## Document passage
◆ ◆ ◆ ◆ ◆ ◆ ◆
It also helps that Min is at Rand’s side for quite literally the entire rest of the series. Where he goes, she goes. He wants to push her away, he desperately wants to keep her from getting hurt, but he can’t bring himself to. In part because he didn’t embrace the Love at First Sight initially, once he gets a taste, he never wants to let it go. And because Min has run from this for so long, once she’s with him, she realizes how stupid she was for avoiding it. She doesn’t beat herself up for it because she wasn’t ready yet when they first met, but having accepted her fate of loving this man, she finds happiness at his side. It’s honestly really beautiful.

And then, oh good golly, then there’s Aviendha.

So, context: Rand, who was adopted at birth, is ethnically one of the Aiel, the nomadic, Fremen-esque warriors who live in the continent’s northern wastelands. Part of his destiny is to unite the disparate Aiel clans under the banner of the Dragon and take his place as their messiah, the Car’a’carn (literally ‘chief of chiefs’). We first meet Aviendha in book 3, and she quickly buddies up to Elayne. The two become VERY close very quickly, even as Elayne starts to get with Rand. And Aviendha, initially, HATES Rand.
◆ ◆ ◆ ◆ ◆ ◆ ◆
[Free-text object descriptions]
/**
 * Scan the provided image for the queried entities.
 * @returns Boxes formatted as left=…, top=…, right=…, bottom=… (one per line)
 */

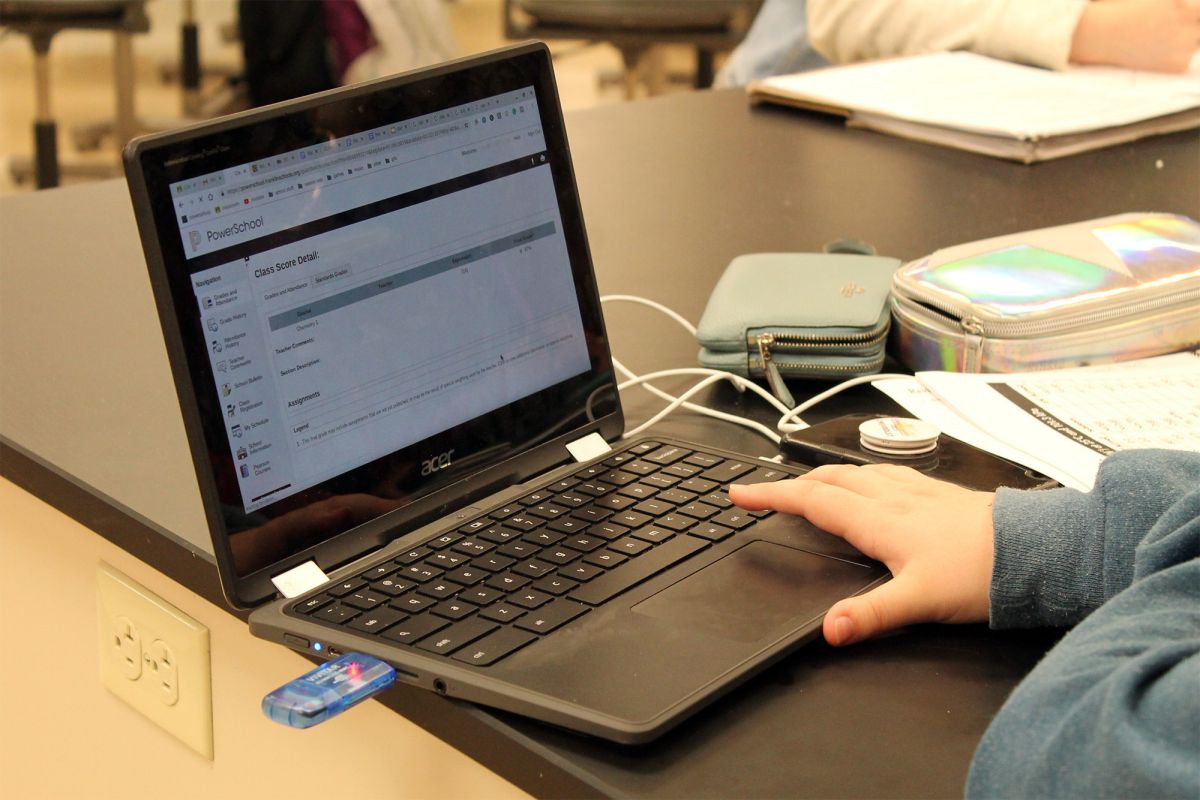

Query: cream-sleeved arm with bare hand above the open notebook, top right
left=796, top=0, right=1200, bottom=73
◆ ◆ ◆ ◆ ◆ ◆ ◆
## Exercise description
Update the passage about Rand and Min from "It also helps" to "honestly really beautiful.", writing it out again with "saga" in place of "series".

## Reply
It also helps that Min is at Rand’s side for quite literally the entire rest of the saga. Where he goes, she goes. He wants to push her away, he desperately wants to keep her from getting hurt, but he can’t bring himself to. In part because he didn’t embrace the Love at First Sight initially, once he gets a taste, he never wants to let it go. And because Min has run from this for so long, once she’s with him, she realizes how stupid she was for avoiding it. She doesn’t beat herself up for it because she wasn’t ready yet when they first met, but having accepted her fate of loving this man, she finds happiness at his side. It’s honestly really beautiful.